▶ [Yönergeler]:
1. Haber metnine göre minibüste taciz edildiğini iddia eden kız kaç yaşındadır?
2. Lütfen haber metninden “İkinci Özgecan olayından” sözlerinden başlayarak “sayesinde planlarından vazgeçtiler.” sözleri de dahil olmak üzere bu aralıktaki bölümü birebir alıntılayın.
3. Aşağıdaki ifadelerin her biri haber metniyle uyuşuyor mu? Her biri için evet ya da hayır deyin ve buna karar veren sözleri metinden birebir aktarın.
(a) Kız, okul çıkışında evine gitmek için minibüse bindi.
(b) Şüpheliler kızın minibüsten inmesine izin verdi.
(c) Yeni olay Tarsus ilçesinde yaşandı.

İkinci Özgecan olayından çığlıkları kurtardı
Abone olMERSİN'de yaşanan olay büyük tepkiye neden oldu. Lise öğrencisi kıza minibüste korku dolu dakikalar yaşatan iki kişi kızın çığlıkları sayesinde planlarından vazgeçtiler.
Lise öğrencisinin çığlıkları, ikinci Özgecan olayını önledi.
Mersin’de, 2015 yılında bindiği minibüste vahşice öldürülen Özgecan
Aslan olayının bir benzeri daha yaşandı. Ancak, bu kez sevindirici
olan henüz 15 yaşındaki kızın olaydan sağ kurtulması oldu.
Lise öğrencisi N.B.Y., okul çıkışında evine gitmek için bindiği
minibüste şoför ve yanındaki arkadaşı tarafından alıkonularak söz
ve hareketlerle taciz edildiğini iddia etti. İddiaya göre, çocuğu
bir süre ara sokaklarda gezdiren ve minibüsten inmesine izin
vermeyen iki şüpheli, N.B.Y.’nin sürekli çığlık atması üzerine
yeniden normal güzergahlarına döndü. Mersin’in Tarsus ilçesinde, 11
Şubat 2015 tarihinde evine dönmek için bindiği minibüste cinsel
istismara uğrayan ve işkence görerek vahşice öldürülen üniversite
öğrencisi Özgecan Aslan cinayetinin bir benzeri, geçen Eylül ayında
bu kez kent merkezinde yaşandı. Okul çıkışında evine gitmek için
bindiği minibüste şoför ve yanındaki arkadaşı tarafından
alıkonularak söz ve hareketlerle taciz edildiğini iddia eden N.B.Y.

▶ [Öğeler]:
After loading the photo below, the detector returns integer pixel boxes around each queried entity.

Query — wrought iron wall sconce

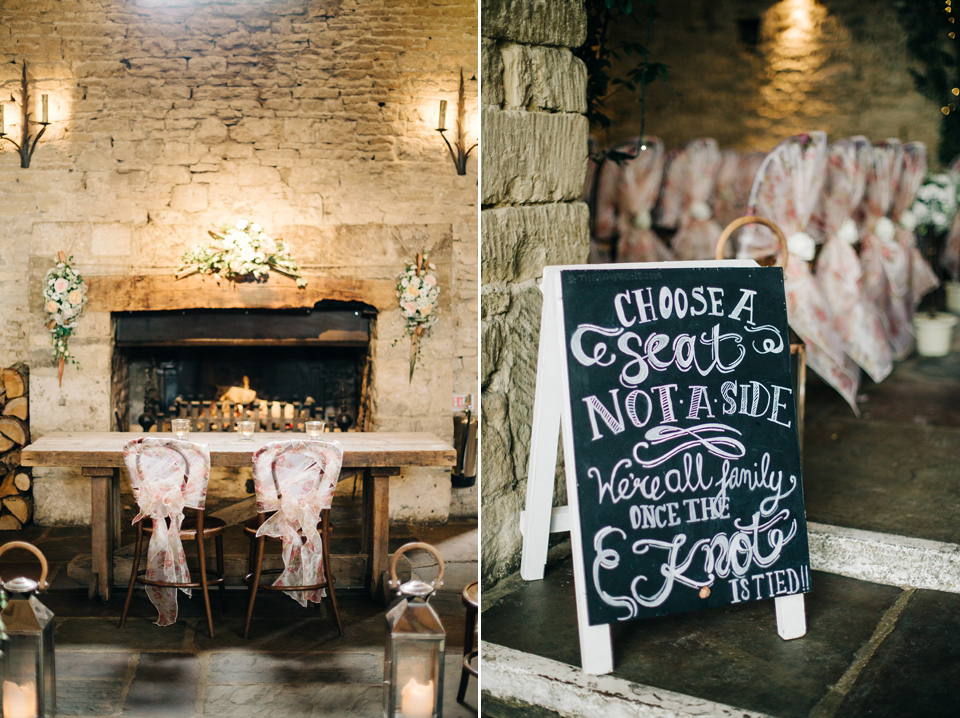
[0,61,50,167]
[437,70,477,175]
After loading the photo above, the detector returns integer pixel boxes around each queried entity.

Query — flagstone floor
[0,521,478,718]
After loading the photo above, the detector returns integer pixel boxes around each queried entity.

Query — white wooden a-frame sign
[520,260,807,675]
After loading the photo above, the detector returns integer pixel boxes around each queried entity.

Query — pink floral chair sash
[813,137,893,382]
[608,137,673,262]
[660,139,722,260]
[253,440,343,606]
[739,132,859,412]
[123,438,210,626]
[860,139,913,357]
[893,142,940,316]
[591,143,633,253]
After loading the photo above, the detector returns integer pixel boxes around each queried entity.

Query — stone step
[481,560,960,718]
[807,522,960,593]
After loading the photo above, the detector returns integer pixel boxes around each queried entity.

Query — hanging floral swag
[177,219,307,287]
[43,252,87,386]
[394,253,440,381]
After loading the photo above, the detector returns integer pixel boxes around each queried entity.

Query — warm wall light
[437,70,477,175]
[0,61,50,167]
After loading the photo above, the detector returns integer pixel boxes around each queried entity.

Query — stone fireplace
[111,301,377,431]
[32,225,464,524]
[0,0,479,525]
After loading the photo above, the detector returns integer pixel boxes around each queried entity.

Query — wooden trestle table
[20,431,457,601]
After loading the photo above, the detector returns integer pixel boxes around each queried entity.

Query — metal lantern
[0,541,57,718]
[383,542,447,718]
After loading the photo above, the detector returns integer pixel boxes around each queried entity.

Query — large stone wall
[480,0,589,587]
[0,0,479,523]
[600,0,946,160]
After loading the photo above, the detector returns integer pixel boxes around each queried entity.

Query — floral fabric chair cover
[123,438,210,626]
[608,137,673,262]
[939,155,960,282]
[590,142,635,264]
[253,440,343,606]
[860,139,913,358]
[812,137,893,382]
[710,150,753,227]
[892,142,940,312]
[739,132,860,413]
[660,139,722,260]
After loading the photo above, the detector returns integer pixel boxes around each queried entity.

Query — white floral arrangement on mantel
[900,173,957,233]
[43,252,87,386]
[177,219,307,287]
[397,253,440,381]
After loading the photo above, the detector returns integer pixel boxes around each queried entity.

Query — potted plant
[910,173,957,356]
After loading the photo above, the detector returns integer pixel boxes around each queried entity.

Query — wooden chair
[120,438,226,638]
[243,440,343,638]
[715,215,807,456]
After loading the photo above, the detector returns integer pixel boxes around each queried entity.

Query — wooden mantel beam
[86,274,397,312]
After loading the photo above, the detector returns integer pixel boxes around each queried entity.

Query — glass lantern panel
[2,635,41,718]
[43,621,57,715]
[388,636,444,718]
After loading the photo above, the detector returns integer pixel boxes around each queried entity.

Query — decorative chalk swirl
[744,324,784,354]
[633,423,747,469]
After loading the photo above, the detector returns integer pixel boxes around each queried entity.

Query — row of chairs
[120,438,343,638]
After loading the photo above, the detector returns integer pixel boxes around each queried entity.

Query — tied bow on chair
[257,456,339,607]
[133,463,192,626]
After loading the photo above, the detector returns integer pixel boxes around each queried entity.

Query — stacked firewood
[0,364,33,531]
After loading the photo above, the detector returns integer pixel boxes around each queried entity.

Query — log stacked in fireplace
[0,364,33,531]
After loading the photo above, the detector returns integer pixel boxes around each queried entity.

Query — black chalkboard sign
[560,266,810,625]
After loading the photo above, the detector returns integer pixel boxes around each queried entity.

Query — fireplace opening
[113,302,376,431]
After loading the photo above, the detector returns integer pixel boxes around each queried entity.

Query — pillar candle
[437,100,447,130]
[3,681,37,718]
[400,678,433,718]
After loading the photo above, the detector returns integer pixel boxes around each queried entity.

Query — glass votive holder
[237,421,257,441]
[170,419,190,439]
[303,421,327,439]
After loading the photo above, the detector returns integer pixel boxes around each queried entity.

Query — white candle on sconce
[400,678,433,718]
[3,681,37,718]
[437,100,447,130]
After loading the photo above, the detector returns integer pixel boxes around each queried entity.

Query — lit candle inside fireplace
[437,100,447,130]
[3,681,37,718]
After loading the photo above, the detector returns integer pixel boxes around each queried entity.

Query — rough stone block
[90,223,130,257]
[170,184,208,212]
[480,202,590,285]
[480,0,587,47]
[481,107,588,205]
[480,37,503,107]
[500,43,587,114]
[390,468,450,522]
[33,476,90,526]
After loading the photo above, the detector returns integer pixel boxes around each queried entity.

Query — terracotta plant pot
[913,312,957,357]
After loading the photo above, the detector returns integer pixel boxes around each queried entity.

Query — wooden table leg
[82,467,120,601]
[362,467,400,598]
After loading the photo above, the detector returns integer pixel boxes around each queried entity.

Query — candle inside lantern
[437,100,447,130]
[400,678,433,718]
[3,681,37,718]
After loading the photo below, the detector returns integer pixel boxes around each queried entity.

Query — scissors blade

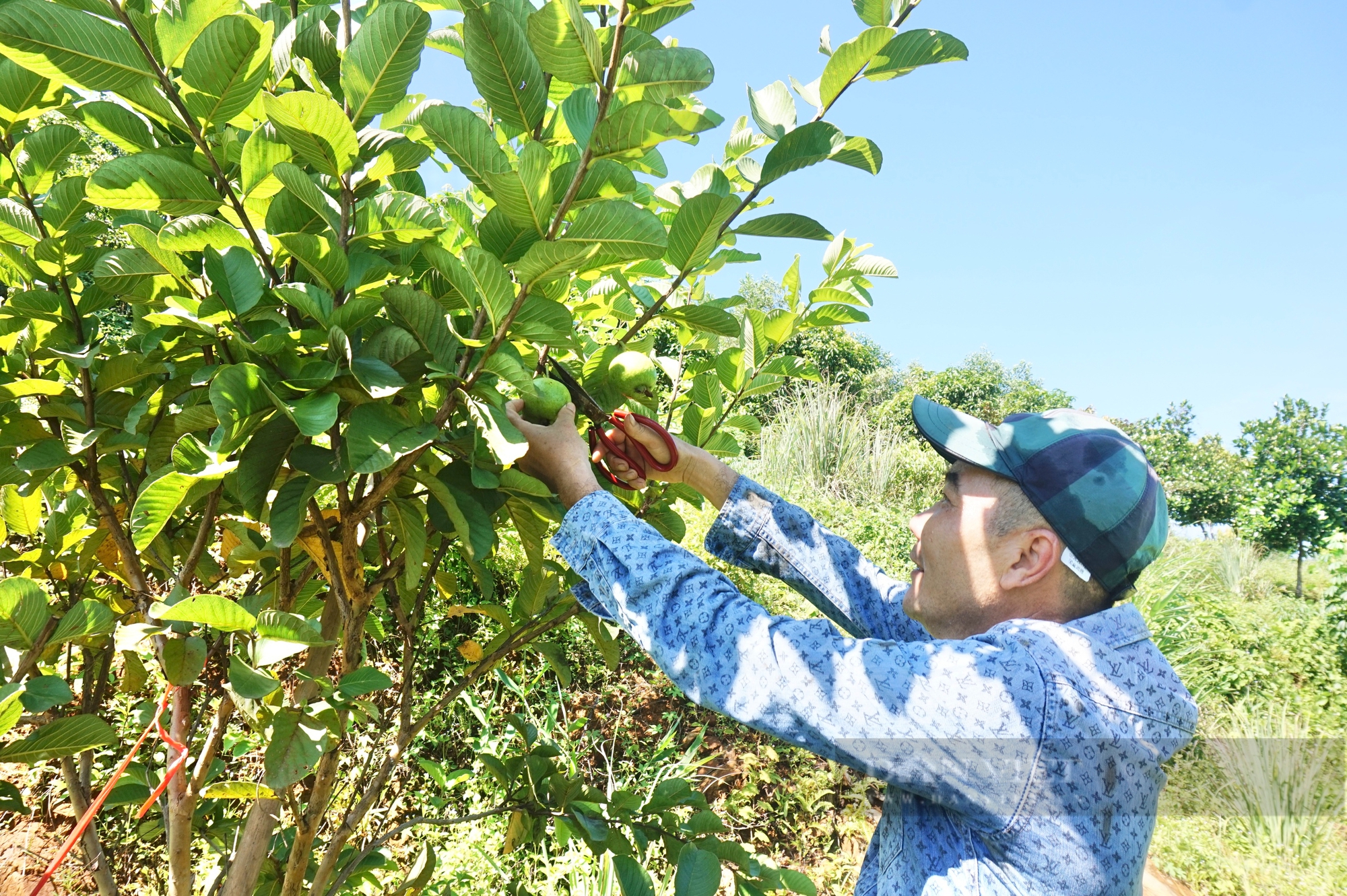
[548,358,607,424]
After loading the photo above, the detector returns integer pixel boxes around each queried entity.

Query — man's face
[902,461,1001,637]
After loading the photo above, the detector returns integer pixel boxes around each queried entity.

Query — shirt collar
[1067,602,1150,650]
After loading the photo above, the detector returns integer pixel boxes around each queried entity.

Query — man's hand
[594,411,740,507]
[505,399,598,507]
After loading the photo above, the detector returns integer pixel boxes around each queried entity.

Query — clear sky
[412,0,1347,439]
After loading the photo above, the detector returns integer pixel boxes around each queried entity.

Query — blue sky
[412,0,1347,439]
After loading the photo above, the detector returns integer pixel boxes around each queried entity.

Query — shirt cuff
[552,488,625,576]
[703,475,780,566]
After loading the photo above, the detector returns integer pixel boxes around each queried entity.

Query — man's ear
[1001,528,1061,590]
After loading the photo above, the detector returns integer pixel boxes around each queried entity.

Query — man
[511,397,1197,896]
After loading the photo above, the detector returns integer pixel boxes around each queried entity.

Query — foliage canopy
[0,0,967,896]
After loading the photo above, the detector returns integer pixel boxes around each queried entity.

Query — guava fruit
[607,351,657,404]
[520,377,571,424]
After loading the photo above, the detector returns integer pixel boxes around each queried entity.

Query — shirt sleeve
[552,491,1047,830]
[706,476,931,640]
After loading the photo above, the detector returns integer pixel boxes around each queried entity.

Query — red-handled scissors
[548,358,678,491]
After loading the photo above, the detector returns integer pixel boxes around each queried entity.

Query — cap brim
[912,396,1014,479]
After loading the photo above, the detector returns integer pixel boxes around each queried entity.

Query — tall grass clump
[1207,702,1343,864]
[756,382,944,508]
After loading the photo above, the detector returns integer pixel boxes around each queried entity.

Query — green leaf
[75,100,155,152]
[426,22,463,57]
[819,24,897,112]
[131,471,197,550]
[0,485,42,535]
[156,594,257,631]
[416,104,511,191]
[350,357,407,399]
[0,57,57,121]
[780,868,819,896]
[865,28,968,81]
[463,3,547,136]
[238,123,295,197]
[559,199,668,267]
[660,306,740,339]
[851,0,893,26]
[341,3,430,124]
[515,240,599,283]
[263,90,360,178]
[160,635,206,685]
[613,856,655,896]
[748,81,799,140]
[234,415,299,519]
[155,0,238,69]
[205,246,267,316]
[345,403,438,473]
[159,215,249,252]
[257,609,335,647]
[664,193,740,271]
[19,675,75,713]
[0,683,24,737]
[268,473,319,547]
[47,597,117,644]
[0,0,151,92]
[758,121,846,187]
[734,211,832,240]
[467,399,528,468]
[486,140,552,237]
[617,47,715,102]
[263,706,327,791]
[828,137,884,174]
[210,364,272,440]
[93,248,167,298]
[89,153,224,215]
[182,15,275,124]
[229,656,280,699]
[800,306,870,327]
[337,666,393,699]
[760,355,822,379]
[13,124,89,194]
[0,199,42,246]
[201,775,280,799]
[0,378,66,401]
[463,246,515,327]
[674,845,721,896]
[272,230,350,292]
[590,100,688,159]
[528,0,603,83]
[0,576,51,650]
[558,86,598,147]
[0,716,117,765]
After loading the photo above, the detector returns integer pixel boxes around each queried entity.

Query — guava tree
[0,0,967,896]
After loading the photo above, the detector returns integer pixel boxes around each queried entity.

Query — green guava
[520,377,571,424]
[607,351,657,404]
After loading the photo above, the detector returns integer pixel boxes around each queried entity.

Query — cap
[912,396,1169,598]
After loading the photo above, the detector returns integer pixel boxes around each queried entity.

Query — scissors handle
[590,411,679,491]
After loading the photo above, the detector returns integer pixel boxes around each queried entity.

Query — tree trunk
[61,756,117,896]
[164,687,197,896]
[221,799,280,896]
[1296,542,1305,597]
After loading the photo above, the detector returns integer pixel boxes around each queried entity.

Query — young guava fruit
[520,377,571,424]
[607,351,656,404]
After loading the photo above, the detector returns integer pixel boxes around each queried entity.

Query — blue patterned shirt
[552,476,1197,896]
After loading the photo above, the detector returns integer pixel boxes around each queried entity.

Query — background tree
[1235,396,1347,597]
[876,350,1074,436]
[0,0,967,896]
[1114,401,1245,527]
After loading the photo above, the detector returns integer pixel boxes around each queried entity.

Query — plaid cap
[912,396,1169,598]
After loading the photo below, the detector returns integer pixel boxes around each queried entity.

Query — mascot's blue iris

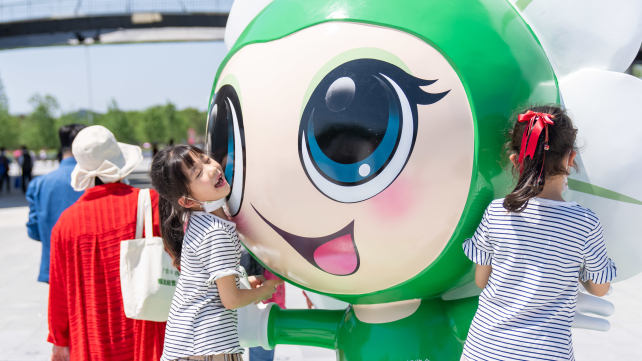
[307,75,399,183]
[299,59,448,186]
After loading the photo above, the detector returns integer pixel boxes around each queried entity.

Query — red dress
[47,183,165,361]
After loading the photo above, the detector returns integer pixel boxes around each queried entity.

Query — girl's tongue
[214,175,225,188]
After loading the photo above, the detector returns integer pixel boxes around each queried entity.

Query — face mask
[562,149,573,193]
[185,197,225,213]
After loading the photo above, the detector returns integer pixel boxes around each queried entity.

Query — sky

▶ [Sıralı Çözümler]:
1. Henüz 15 yaşındadır.

2.
İkinci Özgecan olayından çığlıkları kurtardı
Abone olMERSİN'de yaşanan olay büyük tepkiye neden oldu. Lise öğrencisi kıza minibüste korku dolu dakikalar yaşatan iki kişi kızın çığlıkları sayesinde planlarından vazgeçtiler.

3.
(a) Evet: “okul çıkışında evine gitmek için bindiği minibüste”
(b) Hayır: “minibüsten inmesine izin vermeyen iki şüpheli”
(c) Hayır: “bu kez kent merkezinde yaşandı”